» **Exercise**
Your task is to give the data again, exactly, with every line intact.

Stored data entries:
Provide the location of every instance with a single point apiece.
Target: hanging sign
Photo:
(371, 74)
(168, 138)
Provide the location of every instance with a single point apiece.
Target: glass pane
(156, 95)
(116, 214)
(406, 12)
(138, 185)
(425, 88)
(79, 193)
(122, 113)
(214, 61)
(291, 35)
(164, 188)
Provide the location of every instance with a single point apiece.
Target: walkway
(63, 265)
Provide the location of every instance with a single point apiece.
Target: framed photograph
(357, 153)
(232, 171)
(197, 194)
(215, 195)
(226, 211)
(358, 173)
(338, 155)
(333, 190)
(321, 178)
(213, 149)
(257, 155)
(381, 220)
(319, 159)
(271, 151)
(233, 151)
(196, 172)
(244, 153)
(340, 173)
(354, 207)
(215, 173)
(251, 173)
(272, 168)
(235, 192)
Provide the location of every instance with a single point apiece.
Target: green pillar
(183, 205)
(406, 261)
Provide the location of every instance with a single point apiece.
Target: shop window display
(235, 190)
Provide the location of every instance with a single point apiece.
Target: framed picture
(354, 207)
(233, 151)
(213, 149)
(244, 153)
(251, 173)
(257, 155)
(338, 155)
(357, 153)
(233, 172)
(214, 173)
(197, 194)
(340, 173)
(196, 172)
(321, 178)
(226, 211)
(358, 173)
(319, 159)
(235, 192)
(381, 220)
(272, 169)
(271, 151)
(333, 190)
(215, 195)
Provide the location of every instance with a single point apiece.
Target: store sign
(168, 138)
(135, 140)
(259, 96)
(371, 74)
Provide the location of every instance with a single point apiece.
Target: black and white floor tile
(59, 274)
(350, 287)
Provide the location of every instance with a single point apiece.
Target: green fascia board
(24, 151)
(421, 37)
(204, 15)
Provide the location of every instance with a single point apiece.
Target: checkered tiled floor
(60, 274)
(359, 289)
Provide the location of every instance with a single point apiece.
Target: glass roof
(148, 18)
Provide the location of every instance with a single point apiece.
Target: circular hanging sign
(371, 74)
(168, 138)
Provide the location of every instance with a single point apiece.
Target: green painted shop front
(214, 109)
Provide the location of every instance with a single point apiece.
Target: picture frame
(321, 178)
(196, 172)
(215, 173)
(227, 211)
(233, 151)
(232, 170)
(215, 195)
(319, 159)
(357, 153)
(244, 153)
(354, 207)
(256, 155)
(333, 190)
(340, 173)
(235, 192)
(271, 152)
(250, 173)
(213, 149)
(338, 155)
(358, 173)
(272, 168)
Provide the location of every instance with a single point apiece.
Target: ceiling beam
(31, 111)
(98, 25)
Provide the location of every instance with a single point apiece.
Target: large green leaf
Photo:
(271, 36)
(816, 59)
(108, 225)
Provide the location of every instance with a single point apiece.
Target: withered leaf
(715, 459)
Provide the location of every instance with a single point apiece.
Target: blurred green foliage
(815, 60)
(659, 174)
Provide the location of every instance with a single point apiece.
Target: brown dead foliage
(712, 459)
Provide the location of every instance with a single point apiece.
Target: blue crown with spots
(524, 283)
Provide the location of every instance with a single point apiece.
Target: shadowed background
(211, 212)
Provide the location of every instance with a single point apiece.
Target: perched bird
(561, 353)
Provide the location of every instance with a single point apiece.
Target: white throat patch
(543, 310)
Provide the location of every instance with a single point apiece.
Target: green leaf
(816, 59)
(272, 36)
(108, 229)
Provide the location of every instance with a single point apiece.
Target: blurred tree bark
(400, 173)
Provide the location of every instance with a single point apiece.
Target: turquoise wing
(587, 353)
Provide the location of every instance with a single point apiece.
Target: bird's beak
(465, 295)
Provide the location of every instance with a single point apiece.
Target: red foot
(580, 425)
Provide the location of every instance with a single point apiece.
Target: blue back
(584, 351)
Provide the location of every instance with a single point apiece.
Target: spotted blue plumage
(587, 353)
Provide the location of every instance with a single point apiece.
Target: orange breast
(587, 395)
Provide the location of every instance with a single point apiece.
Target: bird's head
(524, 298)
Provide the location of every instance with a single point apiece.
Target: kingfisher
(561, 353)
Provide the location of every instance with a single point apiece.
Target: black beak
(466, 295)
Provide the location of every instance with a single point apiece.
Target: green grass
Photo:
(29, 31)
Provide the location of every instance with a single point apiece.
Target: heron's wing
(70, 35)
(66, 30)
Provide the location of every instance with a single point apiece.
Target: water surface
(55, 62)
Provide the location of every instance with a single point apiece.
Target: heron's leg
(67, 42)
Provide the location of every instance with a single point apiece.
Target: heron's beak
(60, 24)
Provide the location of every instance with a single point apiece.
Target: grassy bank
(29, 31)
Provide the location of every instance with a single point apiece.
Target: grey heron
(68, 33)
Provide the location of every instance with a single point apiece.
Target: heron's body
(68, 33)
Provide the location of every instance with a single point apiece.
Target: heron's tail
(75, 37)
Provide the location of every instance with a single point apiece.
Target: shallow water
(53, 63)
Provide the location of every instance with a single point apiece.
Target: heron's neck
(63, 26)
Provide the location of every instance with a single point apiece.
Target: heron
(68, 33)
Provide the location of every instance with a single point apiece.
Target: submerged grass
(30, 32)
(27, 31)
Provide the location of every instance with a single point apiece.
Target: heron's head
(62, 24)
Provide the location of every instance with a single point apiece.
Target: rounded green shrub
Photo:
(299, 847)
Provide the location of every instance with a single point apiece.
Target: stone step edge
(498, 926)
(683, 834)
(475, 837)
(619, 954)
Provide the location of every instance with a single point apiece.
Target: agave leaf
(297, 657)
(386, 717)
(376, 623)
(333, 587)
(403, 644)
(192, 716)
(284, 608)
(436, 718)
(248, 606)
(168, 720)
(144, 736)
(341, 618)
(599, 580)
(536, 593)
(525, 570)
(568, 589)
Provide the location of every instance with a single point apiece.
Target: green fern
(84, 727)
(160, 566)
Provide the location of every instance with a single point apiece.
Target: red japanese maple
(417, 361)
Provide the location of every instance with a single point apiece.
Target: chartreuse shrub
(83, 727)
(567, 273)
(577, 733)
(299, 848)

» **Final result**
Provide the location of every instance with a single point apiece.
Target: hanging sign
Photo:
(371, 74)
(168, 138)
Provide the location of every instance with a single point apiece.
Target: glass pane
(156, 95)
(116, 214)
(406, 12)
(138, 185)
(425, 88)
(79, 193)
(122, 113)
(214, 61)
(291, 35)
(164, 188)
Provide the location of every instance with a single point apiece.
Target: walkway
(63, 265)
Provide the location of every instance with a single point apiece.
Target: framed photograph
(357, 153)
(232, 171)
(197, 194)
(215, 195)
(226, 211)
(358, 173)
(338, 155)
(333, 190)
(321, 178)
(213, 149)
(257, 155)
(381, 220)
(319, 159)
(271, 151)
(233, 151)
(196, 172)
(244, 153)
(340, 173)
(354, 207)
(215, 173)
(251, 173)
(272, 168)
(235, 192)
Provide the location of every instance with a single point apiece.
Target: green pillar
(183, 205)
(406, 261)
Provide the location of every instance with a single point apiece.
Target: shop window display
(235, 190)
Provide the location of every instance with a single point apiece.
Target: framed picture
(354, 207)
(233, 151)
(213, 149)
(244, 153)
(251, 173)
(257, 155)
(338, 155)
(357, 153)
(233, 172)
(214, 173)
(197, 194)
(340, 173)
(196, 172)
(321, 178)
(226, 211)
(358, 173)
(319, 159)
(235, 192)
(381, 220)
(272, 169)
(271, 151)
(333, 190)
(215, 195)
Provide the location of every instance with a single point apiece.
Target: store sign
(168, 138)
(135, 140)
(259, 96)
(371, 74)
Provide the location of every instance with a single point apiece.
Target: black and white floor tile
(59, 274)
(350, 287)
Provide the location of every instance with a single point apiece.
Target: green fascia board
(24, 151)
(421, 37)
(204, 15)
Provide the location of every instance with a single point apiece.
Target: checkered tiled floor
(60, 274)
(359, 289)
Provide the location of every instance with a single point apiece.
Target: glass roof
(148, 18)
Provide the location of every instance with a single point apiece.
Target: circular hanging sign
(371, 74)
(168, 138)
Provide the location of every instance with a single point apiece.
Target: green painted shop front
(214, 109)
Provide the location of every instance with a single point apiece.
Target: picture frame
(321, 178)
(196, 172)
(215, 173)
(227, 211)
(233, 151)
(232, 170)
(215, 195)
(319, 159)
(357, 153)
(244, 153)
(354, 207)
(256, 155)
(333, 190)
(340, 173)
(235, 192)
(271, 152)
(250, 173)
(213, 149)
(338, 155)
(358, 173)
(272, 168)
Provide the location of every instance with a single point apiece.
Target: ceiling beam
(31, 111)
(98, 25)
Provide the location of every instance with a single point apiece.
Target: large green leaf
Photo:
(271, 36)
(816, 59)
(108, 225)
Provide the location of every instance with a single point apiece.
Target: withered leaf
(715, 459)
Provide the location of every instance with a single point apiece.
Target: blurred green foliage
(815, 60)
(659, 174)
Provide the location of every instance with a single point apiece.
Target: brown dead foliage
(712, 459)
Provide the location of every instance with a single point apiece.
Target: blue crown with spots
(524, 283)
Provide the location of every instance with a single point apiece.
Target: shadowed background
(211, 212)
Provide the location of every instance with a single point apiece.
Target: perched bird
(561, 353)
Provide the location of every instance with a single point apiece.
Target: white throat patch
(543, 310)
Provide the location of every instance with a single point apiece.
Target: green leaf
(816, 59)
(272, 36)
(108, 229)
Provide the location of every instance with a single point apiece.
Target: blurred tree bark
(400, 173)
Provide the location of every instance with a single point apiece.
Target: turquoise wing
(587, 353)
Provide the location of every instance with a single point apiece.
Target: bird's beak
(465, 295)
Provide the location of every instance with a single point apiece.
Target: red foot
(580, 425)
Provide the location of every instance with a single point apiece.
Target: blue back
(584, 351)
Provide the location of every instance with a single point apiece.
Target: spotted blue plumage
(587, 353)
Provide the location of every instance with a single point apiece.
Target: orange breast
(587, 395)
Provide the location of every instance with a single point apiece.
Target: bird's head
(524, 298)
Provide the location of every instance with a single point apiece.
Target: kingfisher
(561, 353)
Provide the location of every instance with a single point apiece.
Target: black beak
(466, 295)
Provide the location of every instance with a single point apiece.
Target: green grass
Photo:
(29, 31)
Provide the location of every instance with a single point apiece.
Target: heron's wing
(70, 35)
(66, 30)
Provide the location of every instance with a single point apiece.
Target: water surface
(55, 62)
Provide the location of every instance with a single point apiece.
Target: heron's leg
(67, 42)
Provide the location of every instance with a single point apiece.
Target: heron's beak
(60, 24)
Provide the location of every instance with a single point apiece.
Target: grassy bank
(29, 31)
Provide the location of every instance with a single point apiece.
Target: grey heron
(68, 33)
Provide the location of every instance with a single point apiece.
Target: heron's body
(68, 33)
Provide the location of every instance with a single point apiece.
Target: heron's tail
(75, 37)
Provide the location of every instance with a single point apiece.
Target: shallow water
(53, 63)
Provide the location of every instance with a single point apiece.
Target: heron's neck
(63, 26)
Provide the location of every instance with a single point apiece.
Target: heron
(68, 33)
Provide the location of every instance with a single point apiece.
Target: submerged grass
(30, 32)
(27, 31)
Provide the location of every instance with a single point apiece.
Target: heron's head
(62, 24)
Provide the location of every instance with a single point apiece.
Target: rounded green shrub
Photo:
(299, 847)
Provide the location of every instance with a single point apiece.
Target: stone step edge
(498, 926)
(683, 834)
(475, 837)
(619, 954)
Provide the location of every instance with a single point apiece.
Target: agave leaf
(297, 657)
(386, 717)
(376, 623)
(333, 587)
(403, 644)
(192, 716)
(284, 608)
(436, 718)
(248, 606)
(168, 720)
(144, 736)
(341, 618)
(599, 580)
(536, 593)
(525, 570)
(568, 589)
Provide the location of every instance with a single point apiece.
Target: green fern
(84, 727)
(160, 566)
Provide the location of every instance with a single point apiece.
Target: red japanese maple
(417, 361)
Provide the location of every instance with a single point apiece.
Target: chartreuse shrub
(83, 727)
(567, 273)
(577, 733)
(299, 848)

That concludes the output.